• STATED PROBLEM: The lines to be set down run from the line containing "Target: shadow on hillside" through the final line of the data below; print them exactly and print nothing else.

##### THE INPUT

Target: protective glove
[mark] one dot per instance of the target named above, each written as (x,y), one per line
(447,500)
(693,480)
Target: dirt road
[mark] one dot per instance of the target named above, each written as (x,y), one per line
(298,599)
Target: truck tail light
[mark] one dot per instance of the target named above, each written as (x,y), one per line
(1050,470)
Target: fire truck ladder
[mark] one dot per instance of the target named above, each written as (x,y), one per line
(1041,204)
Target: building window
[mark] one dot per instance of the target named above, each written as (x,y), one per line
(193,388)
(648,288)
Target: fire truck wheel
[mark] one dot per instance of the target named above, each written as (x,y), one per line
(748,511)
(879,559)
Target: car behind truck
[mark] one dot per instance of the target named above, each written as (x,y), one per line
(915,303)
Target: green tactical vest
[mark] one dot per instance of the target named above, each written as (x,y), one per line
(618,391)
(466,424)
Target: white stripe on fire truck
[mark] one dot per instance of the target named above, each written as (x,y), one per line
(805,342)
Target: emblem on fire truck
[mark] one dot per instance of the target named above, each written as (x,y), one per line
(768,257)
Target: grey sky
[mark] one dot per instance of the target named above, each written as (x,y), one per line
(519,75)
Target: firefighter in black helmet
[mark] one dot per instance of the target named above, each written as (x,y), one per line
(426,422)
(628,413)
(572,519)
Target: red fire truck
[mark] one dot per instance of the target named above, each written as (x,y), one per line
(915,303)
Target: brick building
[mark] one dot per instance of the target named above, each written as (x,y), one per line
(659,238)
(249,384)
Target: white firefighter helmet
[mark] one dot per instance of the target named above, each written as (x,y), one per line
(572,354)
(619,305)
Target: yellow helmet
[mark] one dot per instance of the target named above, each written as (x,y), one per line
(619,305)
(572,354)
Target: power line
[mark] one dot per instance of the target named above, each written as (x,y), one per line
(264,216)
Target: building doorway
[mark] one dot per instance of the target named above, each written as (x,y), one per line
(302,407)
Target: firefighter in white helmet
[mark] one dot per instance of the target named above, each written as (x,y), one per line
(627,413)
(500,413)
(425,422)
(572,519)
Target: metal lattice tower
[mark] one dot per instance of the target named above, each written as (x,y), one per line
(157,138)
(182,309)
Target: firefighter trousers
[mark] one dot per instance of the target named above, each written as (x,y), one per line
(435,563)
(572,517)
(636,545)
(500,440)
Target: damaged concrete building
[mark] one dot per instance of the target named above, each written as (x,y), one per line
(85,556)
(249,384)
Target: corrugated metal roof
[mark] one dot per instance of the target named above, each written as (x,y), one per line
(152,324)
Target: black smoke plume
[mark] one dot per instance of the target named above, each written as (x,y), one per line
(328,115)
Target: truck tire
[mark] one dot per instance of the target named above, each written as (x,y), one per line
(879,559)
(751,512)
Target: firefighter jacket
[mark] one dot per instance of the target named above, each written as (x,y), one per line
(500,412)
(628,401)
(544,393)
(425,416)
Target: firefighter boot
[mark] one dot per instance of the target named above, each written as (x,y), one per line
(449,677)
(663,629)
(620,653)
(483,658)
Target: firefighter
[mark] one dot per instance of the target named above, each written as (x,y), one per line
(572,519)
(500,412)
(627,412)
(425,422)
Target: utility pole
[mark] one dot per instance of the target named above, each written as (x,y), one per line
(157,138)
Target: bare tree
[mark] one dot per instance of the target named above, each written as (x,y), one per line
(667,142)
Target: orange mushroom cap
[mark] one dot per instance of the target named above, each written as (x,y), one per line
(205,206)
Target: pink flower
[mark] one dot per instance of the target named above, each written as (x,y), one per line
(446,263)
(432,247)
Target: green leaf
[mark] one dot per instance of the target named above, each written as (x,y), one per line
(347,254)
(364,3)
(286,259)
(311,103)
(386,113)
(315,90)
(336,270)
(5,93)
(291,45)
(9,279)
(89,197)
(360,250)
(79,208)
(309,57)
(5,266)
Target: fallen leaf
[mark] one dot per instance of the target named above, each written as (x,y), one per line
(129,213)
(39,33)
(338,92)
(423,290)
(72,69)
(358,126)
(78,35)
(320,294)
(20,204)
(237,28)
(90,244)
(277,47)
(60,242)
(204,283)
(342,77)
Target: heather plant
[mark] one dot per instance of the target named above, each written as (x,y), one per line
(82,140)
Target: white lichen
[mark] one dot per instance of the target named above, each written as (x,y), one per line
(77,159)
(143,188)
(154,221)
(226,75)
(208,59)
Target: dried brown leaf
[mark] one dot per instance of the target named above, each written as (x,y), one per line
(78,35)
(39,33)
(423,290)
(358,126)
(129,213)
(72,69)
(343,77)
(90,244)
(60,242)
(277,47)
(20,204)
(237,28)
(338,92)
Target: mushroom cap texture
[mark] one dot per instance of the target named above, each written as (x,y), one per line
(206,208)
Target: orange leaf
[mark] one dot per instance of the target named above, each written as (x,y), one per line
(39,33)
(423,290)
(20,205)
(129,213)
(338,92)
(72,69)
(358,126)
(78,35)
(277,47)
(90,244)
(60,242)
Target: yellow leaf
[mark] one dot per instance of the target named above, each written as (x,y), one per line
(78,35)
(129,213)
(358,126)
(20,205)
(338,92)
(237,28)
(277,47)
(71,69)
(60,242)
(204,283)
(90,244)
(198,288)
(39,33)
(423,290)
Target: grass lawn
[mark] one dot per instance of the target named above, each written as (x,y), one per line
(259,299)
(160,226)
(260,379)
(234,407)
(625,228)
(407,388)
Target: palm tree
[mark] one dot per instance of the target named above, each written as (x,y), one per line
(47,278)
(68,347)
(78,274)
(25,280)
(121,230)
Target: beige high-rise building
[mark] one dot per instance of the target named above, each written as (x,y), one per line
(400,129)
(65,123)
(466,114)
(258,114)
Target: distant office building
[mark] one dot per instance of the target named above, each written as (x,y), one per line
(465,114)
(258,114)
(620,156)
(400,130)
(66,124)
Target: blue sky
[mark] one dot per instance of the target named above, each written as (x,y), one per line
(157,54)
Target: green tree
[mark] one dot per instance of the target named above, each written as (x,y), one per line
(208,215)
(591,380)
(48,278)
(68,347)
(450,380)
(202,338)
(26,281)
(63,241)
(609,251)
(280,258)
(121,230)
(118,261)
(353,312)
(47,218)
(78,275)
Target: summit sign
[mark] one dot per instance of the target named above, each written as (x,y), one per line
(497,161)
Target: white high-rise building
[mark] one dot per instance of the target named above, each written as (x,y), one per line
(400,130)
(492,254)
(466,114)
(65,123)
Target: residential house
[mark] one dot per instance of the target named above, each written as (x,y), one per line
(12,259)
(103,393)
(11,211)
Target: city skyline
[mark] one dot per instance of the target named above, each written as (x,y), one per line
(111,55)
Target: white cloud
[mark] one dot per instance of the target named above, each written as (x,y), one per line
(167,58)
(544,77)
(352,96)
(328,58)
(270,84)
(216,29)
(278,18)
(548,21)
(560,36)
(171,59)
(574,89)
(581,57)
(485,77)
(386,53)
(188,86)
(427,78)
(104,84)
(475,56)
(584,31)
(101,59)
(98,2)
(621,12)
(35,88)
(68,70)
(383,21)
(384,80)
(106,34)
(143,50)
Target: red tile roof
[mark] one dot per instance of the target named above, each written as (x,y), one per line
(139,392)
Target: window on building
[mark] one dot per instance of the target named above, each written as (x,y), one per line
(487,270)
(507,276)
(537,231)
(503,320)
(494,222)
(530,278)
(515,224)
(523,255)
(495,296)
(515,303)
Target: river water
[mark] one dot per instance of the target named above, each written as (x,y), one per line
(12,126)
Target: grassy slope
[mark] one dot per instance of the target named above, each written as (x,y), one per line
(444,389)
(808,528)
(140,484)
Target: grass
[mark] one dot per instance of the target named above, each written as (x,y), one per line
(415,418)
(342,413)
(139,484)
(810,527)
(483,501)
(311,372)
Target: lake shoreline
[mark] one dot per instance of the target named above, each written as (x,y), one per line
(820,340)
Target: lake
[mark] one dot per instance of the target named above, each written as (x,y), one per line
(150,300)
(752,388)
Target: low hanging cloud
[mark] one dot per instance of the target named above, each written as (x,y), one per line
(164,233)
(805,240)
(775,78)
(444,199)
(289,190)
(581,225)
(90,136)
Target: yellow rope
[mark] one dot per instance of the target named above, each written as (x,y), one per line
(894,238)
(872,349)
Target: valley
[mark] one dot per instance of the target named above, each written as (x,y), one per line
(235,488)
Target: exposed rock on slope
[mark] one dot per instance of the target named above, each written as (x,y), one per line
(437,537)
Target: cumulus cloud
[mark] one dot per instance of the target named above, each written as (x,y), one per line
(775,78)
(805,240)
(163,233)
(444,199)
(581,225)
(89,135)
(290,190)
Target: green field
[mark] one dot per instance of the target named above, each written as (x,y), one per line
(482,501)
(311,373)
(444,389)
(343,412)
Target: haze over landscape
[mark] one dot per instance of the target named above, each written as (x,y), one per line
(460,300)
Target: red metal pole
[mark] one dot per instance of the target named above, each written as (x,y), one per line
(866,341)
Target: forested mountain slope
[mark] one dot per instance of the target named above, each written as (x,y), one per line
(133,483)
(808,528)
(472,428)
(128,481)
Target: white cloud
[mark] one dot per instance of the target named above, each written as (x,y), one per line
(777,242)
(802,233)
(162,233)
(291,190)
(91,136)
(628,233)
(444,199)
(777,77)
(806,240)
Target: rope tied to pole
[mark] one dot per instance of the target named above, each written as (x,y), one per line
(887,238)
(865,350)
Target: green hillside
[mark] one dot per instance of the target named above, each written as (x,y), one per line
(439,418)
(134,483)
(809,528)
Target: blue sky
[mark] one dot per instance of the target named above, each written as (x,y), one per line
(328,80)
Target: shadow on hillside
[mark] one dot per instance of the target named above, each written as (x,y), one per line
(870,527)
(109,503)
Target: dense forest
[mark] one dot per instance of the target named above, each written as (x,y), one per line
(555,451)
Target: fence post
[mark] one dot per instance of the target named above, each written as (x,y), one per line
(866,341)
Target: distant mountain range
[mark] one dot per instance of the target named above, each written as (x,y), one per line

##########

• REPLY TO THE EXERCISE:
Target: shadow on hillside
[mark] one dot per instance of the target named above, each written as (x,y), one per line
(870,527)
(109,503)
Target: dense forest
[mark] one dot per instance of the target named above, each written as (x,y), one per line
(555,451)
Target: fence post
[mark] one dot per instance of the target named above, each written as (x,y), one per line
(866,341)
Target: distant mountain range
[mark] one dot per instance of the target named above, each written as (x,y), one per line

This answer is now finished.